▸ TEKSTFRAGMENT
━━━━━━━━━━

Dialectische gedragstherapie bij Nederlandse vrouwen met een borderline persoonlijkheidsstoornis,met en zonder verslavingsproblemen
verslaving
achtergrond Dialectische gedragstherapie is een veelbelovende behandeling voor patiënten met een borderline persoonlijkheidsstoornis. De vraag is of deze therapie beschouwd kan worden als een bewezen effectieve interventie als ook sprake is van comorbide middelenafhankelijkheid.
doel Onderzoeken of dialectische gedragstherapie effectiever is bij het bestrijden van de symptomen van de borderline persoonlijkheidsstoornis en bij het verminderen van middelenafhankelijkheid dan de standaardbehandeling ('treatment as usual') bij vrouwelijke Nederlandse patiënten.
methode Achtenvijftig vrouwen met een borderline persoonlijkheidsstoornis, afkomstig uit de verslavingszorg (n=19) en uit ggz-instellingen (n=39), zijn gerandomiseerd toegewezen aan 12 maanden dialectische gedragstherapie of 12 maanden standaardbehandeling. De uitkomstmaten waren: drop-out (therapietrouw), parasuïcidaal gedrag, impulsief zelfbeschadigend gedrag en middelenafhankelijkheid.
resultaten Dialectische gedragstherapie resulteerde, vergeleken met de standaardbehandeling, in een lager drop-outpercentage (23% vs. 63%), in minder zelfverwondend en zelfbeschadigend impulsief gedrag, vooral bij patiënten met een geschiedenis van frequent impulsief zelfbeschadigend gedrag, en in een afname van alcoholafhankelijkheid. Bij de followupmeting, 6 maanden na afloop van de behandeling, was dialectische gedragstherapie nog steeds significant effectiever, maar de grootte van het effect was kleiner geworden.
conclusie Dialectische gedragstherapie is superieur aan de standaardtherapie waar het verminderen van hoog-risicogedragingen bij patiënten met een borderline persoonlijkheidsstoornis betreft. Voor het behoud van effect is voortgezette behandeling noodzakelijk.

━━━━━━━━━━

▸ AANGELEVERDE ITEMS
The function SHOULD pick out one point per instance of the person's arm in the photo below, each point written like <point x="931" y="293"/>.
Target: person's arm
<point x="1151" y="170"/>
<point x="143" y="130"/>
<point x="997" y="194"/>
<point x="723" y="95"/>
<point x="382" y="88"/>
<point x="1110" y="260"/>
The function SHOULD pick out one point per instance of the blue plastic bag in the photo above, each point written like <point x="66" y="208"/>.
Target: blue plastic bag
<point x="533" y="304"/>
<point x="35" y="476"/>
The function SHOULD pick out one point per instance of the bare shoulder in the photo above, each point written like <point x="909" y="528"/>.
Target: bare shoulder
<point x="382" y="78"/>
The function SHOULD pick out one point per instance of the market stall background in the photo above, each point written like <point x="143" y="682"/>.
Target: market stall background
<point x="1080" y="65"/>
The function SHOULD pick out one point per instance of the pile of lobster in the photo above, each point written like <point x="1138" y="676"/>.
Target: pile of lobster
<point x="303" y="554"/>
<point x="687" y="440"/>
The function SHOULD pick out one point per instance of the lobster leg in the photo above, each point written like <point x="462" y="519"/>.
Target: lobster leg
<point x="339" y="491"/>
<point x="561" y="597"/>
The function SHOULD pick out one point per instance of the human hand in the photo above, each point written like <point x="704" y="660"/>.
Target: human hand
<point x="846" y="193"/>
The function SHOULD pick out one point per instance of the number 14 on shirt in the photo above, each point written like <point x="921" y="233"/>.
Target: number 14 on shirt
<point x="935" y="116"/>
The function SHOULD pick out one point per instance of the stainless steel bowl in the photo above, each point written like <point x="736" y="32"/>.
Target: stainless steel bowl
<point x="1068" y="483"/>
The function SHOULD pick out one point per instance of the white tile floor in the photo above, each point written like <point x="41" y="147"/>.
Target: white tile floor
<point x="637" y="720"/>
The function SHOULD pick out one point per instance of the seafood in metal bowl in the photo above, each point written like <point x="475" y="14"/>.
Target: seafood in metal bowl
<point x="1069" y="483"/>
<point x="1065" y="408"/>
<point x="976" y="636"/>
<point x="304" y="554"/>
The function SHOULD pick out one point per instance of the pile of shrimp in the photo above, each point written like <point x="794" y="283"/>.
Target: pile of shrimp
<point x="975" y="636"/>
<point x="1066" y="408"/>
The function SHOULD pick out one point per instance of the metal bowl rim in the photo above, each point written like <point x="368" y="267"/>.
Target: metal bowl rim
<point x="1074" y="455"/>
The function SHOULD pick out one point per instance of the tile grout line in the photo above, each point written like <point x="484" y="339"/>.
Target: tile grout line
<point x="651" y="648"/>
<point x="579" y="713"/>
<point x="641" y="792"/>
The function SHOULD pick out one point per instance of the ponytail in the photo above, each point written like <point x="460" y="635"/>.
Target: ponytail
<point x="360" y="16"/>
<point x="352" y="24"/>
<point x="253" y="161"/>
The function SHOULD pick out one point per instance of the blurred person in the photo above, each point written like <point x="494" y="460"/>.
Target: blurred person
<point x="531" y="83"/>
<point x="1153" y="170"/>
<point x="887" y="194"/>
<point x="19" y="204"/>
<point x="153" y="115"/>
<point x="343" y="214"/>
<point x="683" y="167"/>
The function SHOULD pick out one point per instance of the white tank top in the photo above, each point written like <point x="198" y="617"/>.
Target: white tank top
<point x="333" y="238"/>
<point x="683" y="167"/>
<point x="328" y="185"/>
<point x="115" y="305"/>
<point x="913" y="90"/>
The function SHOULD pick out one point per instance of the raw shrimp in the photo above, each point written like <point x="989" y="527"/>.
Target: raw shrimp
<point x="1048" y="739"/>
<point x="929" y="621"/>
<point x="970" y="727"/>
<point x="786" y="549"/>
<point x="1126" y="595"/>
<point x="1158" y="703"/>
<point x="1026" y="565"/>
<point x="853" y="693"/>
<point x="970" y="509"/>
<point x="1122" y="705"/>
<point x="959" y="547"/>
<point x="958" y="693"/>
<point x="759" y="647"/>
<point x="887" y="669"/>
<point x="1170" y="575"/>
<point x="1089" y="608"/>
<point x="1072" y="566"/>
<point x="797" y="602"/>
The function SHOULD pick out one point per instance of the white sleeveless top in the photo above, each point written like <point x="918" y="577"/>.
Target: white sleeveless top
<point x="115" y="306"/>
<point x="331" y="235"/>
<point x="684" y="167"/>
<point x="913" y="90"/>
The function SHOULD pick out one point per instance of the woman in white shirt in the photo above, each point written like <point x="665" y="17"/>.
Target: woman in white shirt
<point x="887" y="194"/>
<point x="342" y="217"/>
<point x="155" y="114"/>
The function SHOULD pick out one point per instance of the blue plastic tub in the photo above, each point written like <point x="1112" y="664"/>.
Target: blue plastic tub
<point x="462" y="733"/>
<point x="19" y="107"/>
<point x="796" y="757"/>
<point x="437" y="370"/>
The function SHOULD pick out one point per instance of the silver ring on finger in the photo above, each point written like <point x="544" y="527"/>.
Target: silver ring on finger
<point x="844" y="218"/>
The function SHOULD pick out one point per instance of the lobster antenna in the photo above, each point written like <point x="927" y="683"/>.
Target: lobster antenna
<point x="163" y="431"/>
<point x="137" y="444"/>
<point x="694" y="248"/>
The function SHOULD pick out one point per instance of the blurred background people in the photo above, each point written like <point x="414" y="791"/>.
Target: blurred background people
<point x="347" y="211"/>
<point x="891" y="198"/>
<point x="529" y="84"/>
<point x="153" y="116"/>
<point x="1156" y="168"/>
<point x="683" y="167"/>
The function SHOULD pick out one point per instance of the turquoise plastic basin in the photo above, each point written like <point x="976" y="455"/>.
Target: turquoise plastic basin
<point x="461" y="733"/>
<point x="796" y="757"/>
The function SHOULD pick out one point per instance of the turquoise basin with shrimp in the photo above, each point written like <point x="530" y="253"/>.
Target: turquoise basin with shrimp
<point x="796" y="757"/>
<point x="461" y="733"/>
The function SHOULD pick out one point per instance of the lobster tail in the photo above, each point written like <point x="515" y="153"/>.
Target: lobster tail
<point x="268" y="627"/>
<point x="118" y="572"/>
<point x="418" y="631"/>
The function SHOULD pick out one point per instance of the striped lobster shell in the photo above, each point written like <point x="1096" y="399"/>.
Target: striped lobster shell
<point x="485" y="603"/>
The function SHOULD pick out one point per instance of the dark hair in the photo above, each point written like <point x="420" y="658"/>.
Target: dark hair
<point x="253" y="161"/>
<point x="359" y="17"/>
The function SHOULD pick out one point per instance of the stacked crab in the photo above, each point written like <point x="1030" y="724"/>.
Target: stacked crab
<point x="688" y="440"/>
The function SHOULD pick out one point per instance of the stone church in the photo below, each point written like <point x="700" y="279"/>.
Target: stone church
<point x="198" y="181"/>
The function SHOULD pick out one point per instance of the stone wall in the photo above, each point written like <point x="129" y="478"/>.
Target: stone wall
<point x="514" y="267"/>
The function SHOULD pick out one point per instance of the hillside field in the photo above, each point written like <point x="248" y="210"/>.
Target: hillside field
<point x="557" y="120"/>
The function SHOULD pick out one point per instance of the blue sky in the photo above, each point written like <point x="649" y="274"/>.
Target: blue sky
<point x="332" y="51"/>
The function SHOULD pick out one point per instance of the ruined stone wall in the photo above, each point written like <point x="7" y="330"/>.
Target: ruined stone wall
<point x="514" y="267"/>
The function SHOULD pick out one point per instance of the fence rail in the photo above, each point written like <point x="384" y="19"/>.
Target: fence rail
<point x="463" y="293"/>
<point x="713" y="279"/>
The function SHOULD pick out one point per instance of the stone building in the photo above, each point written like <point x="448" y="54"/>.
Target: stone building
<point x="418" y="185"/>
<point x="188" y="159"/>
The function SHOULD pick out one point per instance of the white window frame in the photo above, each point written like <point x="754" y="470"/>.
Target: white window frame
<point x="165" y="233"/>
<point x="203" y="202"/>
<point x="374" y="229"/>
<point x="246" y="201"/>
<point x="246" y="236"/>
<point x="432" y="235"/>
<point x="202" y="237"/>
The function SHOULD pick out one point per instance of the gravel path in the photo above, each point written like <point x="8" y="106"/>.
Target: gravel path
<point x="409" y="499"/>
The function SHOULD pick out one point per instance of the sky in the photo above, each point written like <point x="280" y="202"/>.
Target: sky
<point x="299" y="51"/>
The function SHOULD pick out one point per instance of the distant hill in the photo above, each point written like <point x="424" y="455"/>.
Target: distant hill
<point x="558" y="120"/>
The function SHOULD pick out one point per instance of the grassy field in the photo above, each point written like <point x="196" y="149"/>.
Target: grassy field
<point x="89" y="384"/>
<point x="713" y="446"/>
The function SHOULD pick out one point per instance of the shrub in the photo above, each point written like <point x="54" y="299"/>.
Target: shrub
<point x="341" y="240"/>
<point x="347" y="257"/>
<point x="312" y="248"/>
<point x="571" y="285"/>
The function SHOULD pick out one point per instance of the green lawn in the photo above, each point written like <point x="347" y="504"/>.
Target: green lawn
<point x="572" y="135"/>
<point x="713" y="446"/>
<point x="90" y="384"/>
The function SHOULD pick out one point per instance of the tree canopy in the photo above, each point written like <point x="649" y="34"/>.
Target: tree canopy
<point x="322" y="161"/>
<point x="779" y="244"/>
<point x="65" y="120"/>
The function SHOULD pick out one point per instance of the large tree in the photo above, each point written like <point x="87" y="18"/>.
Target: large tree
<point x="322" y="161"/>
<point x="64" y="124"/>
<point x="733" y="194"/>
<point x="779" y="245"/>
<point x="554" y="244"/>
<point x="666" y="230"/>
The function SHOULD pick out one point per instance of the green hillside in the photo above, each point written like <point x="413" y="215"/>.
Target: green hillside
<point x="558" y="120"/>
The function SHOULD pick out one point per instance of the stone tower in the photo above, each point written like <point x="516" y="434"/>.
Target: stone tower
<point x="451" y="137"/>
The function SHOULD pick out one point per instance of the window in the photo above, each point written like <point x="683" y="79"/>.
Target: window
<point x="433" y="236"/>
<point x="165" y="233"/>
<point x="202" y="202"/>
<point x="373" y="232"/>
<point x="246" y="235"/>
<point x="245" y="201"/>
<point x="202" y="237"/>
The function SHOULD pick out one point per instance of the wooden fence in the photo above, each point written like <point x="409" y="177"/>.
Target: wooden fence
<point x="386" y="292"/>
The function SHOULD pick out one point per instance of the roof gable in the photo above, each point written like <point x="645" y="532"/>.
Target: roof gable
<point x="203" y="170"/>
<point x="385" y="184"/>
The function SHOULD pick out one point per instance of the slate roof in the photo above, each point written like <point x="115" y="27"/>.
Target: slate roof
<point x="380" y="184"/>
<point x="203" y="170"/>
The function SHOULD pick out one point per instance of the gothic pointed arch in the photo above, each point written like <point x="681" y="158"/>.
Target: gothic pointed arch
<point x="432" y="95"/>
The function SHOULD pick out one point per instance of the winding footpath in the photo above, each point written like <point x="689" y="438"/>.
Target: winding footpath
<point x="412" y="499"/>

━━━━━━━━━━

▸ AANWIJZINGEN OPDRACHT
Geef alstublieft bij elk van de volgende uitspraken aan of die klopt met het tekstfragment over dialectische gedragstherapie. Antwoord telkens met ja of nee en citeer letterlijk de woorden uit het tekstfragment die de doorslag geven: (a) De vrouwen werden gerandomiseerd toegewezen aan 12 maanden dialectische gedragstherapie of 12 maanden standaardbehandeling. (b) De standaardbehandeling had een lager drop-outpercentage dan dialectische gedragstherapie. (c) Bij de followupmeting was het effect van dialectische gedragstherapie groter geworden.

▸ UITGEWERKTE OPDRACHT
(a) Ja: "zijn gerandomiseerd toegewezen aan 12 maanden dialectische gedragstherapie of 12 maanden standaardbehandeling"
(b) Nee: "Dialectische gedragstherapie resulteerde, vergeleken met de standaardbehandeling, in een lager drop-outpercentage (23% vs. 63%)"
(c) Nee: "maar de grootte van het effect was kleiner geworden"